### Instruction
Recast all of the rows below as a Markdown table with two columns, Number and Text. Number each row in order and leave out blank lines.

### Information given

+ + + + + + +

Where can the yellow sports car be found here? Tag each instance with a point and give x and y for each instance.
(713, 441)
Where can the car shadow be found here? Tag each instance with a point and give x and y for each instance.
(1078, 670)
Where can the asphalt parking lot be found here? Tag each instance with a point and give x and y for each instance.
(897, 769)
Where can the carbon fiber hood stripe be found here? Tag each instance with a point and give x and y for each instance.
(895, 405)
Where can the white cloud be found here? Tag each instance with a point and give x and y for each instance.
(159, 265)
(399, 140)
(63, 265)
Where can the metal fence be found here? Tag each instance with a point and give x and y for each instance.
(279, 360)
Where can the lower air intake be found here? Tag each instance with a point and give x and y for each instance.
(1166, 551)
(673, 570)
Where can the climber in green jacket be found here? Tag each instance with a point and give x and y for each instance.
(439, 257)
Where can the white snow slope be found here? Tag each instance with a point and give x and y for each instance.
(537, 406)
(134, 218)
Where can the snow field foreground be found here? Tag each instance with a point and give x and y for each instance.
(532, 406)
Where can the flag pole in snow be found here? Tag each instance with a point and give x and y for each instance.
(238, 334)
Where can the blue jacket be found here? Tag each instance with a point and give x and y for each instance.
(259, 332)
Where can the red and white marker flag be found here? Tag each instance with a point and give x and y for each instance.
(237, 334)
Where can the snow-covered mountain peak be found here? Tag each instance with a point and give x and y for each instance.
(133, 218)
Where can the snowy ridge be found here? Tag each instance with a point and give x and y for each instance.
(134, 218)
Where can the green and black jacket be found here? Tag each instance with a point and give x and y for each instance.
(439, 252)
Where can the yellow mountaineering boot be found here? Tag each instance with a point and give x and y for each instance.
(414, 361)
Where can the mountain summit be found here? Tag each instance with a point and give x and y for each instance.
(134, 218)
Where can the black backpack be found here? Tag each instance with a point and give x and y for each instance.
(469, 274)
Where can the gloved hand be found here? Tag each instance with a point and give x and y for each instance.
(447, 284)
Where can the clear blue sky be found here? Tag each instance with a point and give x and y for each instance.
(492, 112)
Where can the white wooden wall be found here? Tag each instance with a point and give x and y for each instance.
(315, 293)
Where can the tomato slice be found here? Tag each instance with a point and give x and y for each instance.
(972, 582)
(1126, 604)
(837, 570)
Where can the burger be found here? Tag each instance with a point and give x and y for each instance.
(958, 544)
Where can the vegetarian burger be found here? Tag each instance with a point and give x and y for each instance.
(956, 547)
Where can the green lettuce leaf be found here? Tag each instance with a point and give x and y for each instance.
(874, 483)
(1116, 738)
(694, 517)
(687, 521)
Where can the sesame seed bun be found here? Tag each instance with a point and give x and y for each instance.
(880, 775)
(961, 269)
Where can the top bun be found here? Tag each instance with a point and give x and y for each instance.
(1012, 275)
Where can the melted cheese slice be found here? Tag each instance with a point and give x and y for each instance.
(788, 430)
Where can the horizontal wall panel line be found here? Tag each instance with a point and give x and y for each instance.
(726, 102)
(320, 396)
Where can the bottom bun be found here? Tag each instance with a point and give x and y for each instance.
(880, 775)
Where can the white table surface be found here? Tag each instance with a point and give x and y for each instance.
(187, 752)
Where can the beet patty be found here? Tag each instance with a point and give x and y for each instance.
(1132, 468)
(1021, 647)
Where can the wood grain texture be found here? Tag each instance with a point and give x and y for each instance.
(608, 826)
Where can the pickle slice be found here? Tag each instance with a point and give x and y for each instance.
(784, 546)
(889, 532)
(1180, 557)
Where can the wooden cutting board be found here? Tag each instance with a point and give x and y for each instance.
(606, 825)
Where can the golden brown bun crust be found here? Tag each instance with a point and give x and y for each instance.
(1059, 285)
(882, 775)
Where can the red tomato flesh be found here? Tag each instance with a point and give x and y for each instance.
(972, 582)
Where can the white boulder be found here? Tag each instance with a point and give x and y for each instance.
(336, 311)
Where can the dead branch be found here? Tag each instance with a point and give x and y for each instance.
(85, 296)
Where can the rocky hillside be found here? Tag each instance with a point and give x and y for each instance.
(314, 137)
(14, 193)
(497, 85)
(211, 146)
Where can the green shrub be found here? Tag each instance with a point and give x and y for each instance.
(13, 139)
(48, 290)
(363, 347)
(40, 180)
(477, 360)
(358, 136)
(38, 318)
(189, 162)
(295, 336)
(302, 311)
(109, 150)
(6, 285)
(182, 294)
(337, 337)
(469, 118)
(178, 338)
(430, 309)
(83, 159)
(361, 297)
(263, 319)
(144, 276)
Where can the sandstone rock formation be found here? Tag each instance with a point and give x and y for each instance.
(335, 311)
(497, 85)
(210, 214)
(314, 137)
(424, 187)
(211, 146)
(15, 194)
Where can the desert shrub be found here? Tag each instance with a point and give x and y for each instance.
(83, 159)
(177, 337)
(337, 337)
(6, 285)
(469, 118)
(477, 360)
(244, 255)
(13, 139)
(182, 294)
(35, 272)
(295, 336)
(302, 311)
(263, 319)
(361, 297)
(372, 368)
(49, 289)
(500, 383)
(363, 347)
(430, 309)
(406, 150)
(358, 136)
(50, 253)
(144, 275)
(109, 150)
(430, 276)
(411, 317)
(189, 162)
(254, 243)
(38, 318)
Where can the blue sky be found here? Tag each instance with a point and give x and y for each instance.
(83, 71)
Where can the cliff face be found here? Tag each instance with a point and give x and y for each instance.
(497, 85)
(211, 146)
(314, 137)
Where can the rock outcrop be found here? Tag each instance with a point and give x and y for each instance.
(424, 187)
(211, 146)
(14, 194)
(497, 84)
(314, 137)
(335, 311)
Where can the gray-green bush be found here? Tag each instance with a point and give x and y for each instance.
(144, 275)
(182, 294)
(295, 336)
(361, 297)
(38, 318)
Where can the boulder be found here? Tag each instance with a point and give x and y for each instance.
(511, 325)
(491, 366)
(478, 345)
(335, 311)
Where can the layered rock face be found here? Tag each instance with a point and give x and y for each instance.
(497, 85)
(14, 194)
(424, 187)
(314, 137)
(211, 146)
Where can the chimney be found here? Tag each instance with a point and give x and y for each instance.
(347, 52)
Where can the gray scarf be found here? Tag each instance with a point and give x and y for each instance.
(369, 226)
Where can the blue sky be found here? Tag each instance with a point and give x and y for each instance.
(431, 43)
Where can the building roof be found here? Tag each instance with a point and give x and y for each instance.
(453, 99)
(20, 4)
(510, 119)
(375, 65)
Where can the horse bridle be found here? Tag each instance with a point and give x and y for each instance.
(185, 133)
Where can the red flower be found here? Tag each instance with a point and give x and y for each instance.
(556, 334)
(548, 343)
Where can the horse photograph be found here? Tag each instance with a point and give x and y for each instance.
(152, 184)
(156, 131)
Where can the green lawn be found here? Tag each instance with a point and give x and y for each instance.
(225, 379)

+ + + + + + +

### Output below
| Number | Text |
|---|---|
| 1 | Where can the yellow sports car be found here? Tag each instance with a point and give x and y for each instance. |
| 2 | (713, 441) |
| 3 | Where can the car shadow be found here? Tag each instance with a point and give x and y for each instance. |
| 4 | (1078, 670) |
| 5 | Where can the asphalt parking lot be found here? Tag each instance with a point and give x and y for each instance. |
| 6 | (897, 769) |
| 7 | Where can the carbon fiber hood stripe be found here? Tag each instance with a point and give x and y for each instance. |
| 8 | (895, 405) |
| 9 | Where can the white cloud be found here? Tag each instance with a point and give x and y for each instance. |
| 10 | (159, 265) |
| 11 | (399, 140) |
| 12 | (63, 265) |
| 13 | Where can the metal fence be found here? Tag each instance with a point and give x and y for each instance. |
| 14 | (279, 360) |
| 15 | Where can the lower air intake be found here? Tag each instance with a point and give x and y for each instance. |
| 16 | (1166, 551) |
| 17 | (673, 570) |
| 18 | Where can the climber in green jacket be found here? Tag each instance with a point and give x and y for each instance. |
| 19 | (439, 257) |
| 20 | Where can the white snow slope be found here? Tag each instance with a point and give x and y for each instance. |
| 21 | (537, 406) |
| 22 | (134, 218) |
| 23 | Where can the snow field foreground be found here? Tag each instance with a point and give x and y for each instance. |
| 24 | (532, 406) |
| 25 | Where can the flag pole in snow be found here? Tag each instance with a point and give x and y for each instance. |
| 26 | (238, 334) |
| 27 | Where can the blue jacket be found here? Tag each instance with a point and give x and y for each instance. |
| 28 | (259, 332) |
| 29 | Where can the red and white marker flag be found here? Tag each instance with a point and give x and y for each instance. |
| 30 | (237, 334) |
| 31 | Where can the snow-covered mountain peak be found here? Tag each instance with a point and give x and y for each instance. |
| 32 | (133, 218) |
| 33 | Where can the snowy ridge be found here? Tag each instance with a point and give x and y for each instance. |
| 34 | (134, 218) |
| 35 | Where can the green and black jacket be found here? Tag each instance with a point and give x and y for each instance. |
| 36 | (439, 252) |
| 37 | Where can the yellow mountaineering boot be found here? Tag each instance with a point and give x and y for each instance. |
| 38 | (414, 361) |
| 39 | Where can the mountain summit be found here? Tag each instance with a point and give x and y for each instance. |
| 40 | (134, 218) |
| 41 | Where can the black backpack be found here? Tag each instance with a point and give x and y for each instance. |
| 42 | (469, 274) |
| 43 | Where can the gloved hand be found here? Tag each instance with a point and give x and y for each instance. |
| 44 | (447, 284) |
| 45 | Where can the clear blue sky be found here? Tag each instance with a point and give x and y for each instance. |
| 46 | (492, 112) |
| 47 | Where can the white wooden wall be found here? Tag each instance with a point and give x and y for each instance. |
| 48 | (315, 293) |
| 49 | Where can the tomato slice be found here? Tag each instance with a point and give x and y for each instance. |
| 50 | (972, 582) |
| 51 | (1126, 604) |
| 52 | (837, 570) |
| 53 | Where can the burger be found here? Tag each instance with a point and give x and y for each instance. |
| 54 | (958, 544) |
| 55 | Where can the vegetarian burger be found here? Tag each instance with a point and give x and y for each instance. |
| 56 | (956, 547) |
| 57 | Where can the green lettuce leaf be found here? Tag each instance with a point and give x and y for each instance. |
| 58 | (874, 483) |
| 59 | (1116, 738) |
| 60 | (694, 517) |
| 61 | (687, 521) |
| 62 | Where can the sesame seed bun be found here? Tag each instance with a point and give x and y for each instance. |
| 63 | (880, 775) |
| 64 | (961, 269) |
| 65 | Where can the top bun be found here? Tag each instance with a point and give x and y for each instance. |
| 66 | (1012, 275) |
| 67 | Where can the melted cheese slice be found here? Tag each instance with a point and give x and y for each instance. |
| 68 | (788, 430) |
| 69 | Where can the horizontal wall panel line be found here? Tag each instance with a point and give x and y for each instance. |
| 70 | (726, 102) |
| 71 | (320, 396) |
| 72 | Where can the bottom bun be found here? Tag each instance with a point and give x and y for each instance. |
| 73 | (880, 775) |
| 74 | Where can the white table surface be found here? Tag each instance with a point and give x and y for each instance. |
| 75 | (187, 752) |
| 76 | Where can the beet patty be found here? Tag each instance with a point and give x and y for each instance. |
| 77 | (1132, 468) |
| 78 | (1021, 647) |
| 79 | Where can the wood grain texture be found here? Tag each instance with a point and give x and y for each instance. |
| 80 | (608, 826) |
| 81 | Where can the pickle slice be found here? Tag each instance with a point and give x and y for each instance. |
| 82 | (784, 546) |
| 83 | (889, 532) |
| 84 | (1180, 557) |
| 85 | Where can the wooden cutting board be found here? Tag each instance with a point and give x and y for each instance. |
| 86 | (606, 825) |
| 87 | Where can the golden brown bun crust be found here? Tag each instance with a point and give x and y for each instance. |
| 88 | (1059, 285) |
| 89 | (882, 775) |
| 90 | Where can the red tomato flesh be found here? Tag each instance with a point and give x and y for each instance. |
| 91 | (972, 582) |
| 92 | Where can the white boulder be found here? Tag each instance with a point and give x and y for each instance. |
| 93 | (336, 311) |
| 94 | Where can the dead branch be found here? Tag each instance with a point and give x and y for each instance. |
| 95 | (85, 296) |
| 96 | Where can the rocky hillside be found here? Tag each instance with a point and give x and y for each instance. |
| 97 | (314, 137) |
| 98 | (14, 193) |
| 99 | (497, 85) |
| 100 | (211, 146) |
| 101 | Where can the green shrub be found here? Tag each instance with a point and give x and y for each instance. |
| 102 | (13, 139) |
| 103 | (48, 290) |
| 104 | (363, 347) |
| 105 | (40, 180) |
| 106 | (477, 360) |
| 107 | (358, 136) |
| 108 | (38, 318) |
| 109 | (189, 162) |
| 110 | (295, 336) |
| 111 | (302, 311) |
| 112 | (109, 150) |
| 113 | (6, 285) |
| 114 | (182, 294) |
| 115 | (337, 337) |
| 116 | (469, 118) |
| 117 | (178, 338) |
| 118 | (430, 309) |
| 119 | (83, 159) |
| 120 | (361, 297) |
| 121 | (263, 319) |
| 122 | (144, 276) |
| 123 | Where can the sandstone rock formation be found here? Tag each instance with a point and give x and y for each instance. |
| 124 | (335, 311) |
| 125 | (497, 85) |
| 126 | (210, 214) |
| 127 | (314, 137) |
| 128 | (424, 187) |
| 129 | (211, 146) |
| 130 | (15, 194) |
| 131 | Where can the desert shrub be found here? Tag each instance with a point and give x and y for each instance. |
| 132 | (83, 159) |
| 133 | (177, 337) |
| 134 | (337, 337) |
| 135 | (6, 285) |
| 136 | (469, 118) |
| 137 | (477, 360) |
| 138 | (244, 255) |
| 139 | (13, 139) |
| 140 | (182, 294) |
| 141 | (35, 272) |
| 142 | (295, 336) |
| 143 | (302, 311) |
| 144 | (263, 319) |
| 145 | (361, 297) |
| 146 | (372, 368) |
| 147 | (49, 289) |
| 148 | (500, 383) |
| 149 | (363, 347) |
| 150 | (430, 309) |
| 151 | (406, 150) |
| 152 | (358, 136) |
| 153 | (50, 253) |
| 154 | (144, 275) |
| 155 | (109, 150) |
| 156 | (430, 276) |
| 157 | (411, 317) |
| 158 | (189, 162) |
| 159 | (254, 243) |
| 160 | (38, 318) |
| 161 | Where can the blue sky be found here? Tag each instance with a point and give x and y for each instance. |
| 162 | (83, 71) |
| 163 | Where can the cliff face be found here? Tag each instance with a point and give x and y for each instance. |
| 164 | (497, 85) |
| 165 | (211, 146) |
| 166 | (314, 137) |
| 167 | Where can the rock outcrop be found here? Tag each instance with a point and give x and y for each instance. |
| 168 | (424, 187) |
| 169 | (211, 146) |
| 170 | (14, 194) |
| 171 | (497, 84) |
| 172 | (314, 137) |
| 173 | (335, 311) |
| 174 | Where can the gray-green bush be found here? Tag each instance with a point and give x and y for each instance. |
| 175 | (144, 275) |
| 176 | (182, 294) |
| 177 | (295, 336) |
| 178 | (361, 297) |
| 179 | (38, 318) |
| 180 | Where can the boulder be found here? Tag each instance with a point and give x and y for each instance. |
| 181 | (511, 325) |
| 182 | (491, 366) |
| 183 | (478, 345) |
| 184 | (335, 311) |
| 185 | Where can the layered rock face be found here? Tag each instance with a point and give x and y for each instance. |
| 186 | (497, 85) |
| 187 | (14, 194) |
| 188 | (424, 187) |
| 189 | (314, 137) |
| 190 | (211, 146) |
| 191 | Where can the chimney be found here? Tag each instance with a point and give x and y for each instance. |
| 192 | (347, 52) |
| 193 | Where can the gray scarf be found here? Tag each instance with a point and give x and y for each instance. |
| 194 | (369, 226) |
| 195 | Where can the blue sky be found here? Tag each instance with a point and give x and y for each instance. |
| 196 | (431, 43) |
| 197 | Where can the building roof be found here? Tag each instance with a point and give x and y for each instance. |
| 198 | (453, 99) |
| 199 | (20, 4) |
| 200 | (510, 119) |
| 201 | (375, 65) |
| 202 | Where can the horse bridle be found here? Tag each instance with a point and give x and y for each instance. |
| 203 | (185, 133) |
| 204 | Where can the red flower be found here? Tag each instance with a point and give x and y for each instance. |
| 205 | (556, 334) |
| 206 | (548, 343) |
| 207 | Where can the horse photograph be found here? Tag each instance with a point and give x and y for each instance. |
| 208 | (152, 184) |
| 209 | (156, 131) |
| 210 | Where can the green lawn be found here? Tag each instance with a point and give x and y for each instance. |
| 211 | (225, 379) |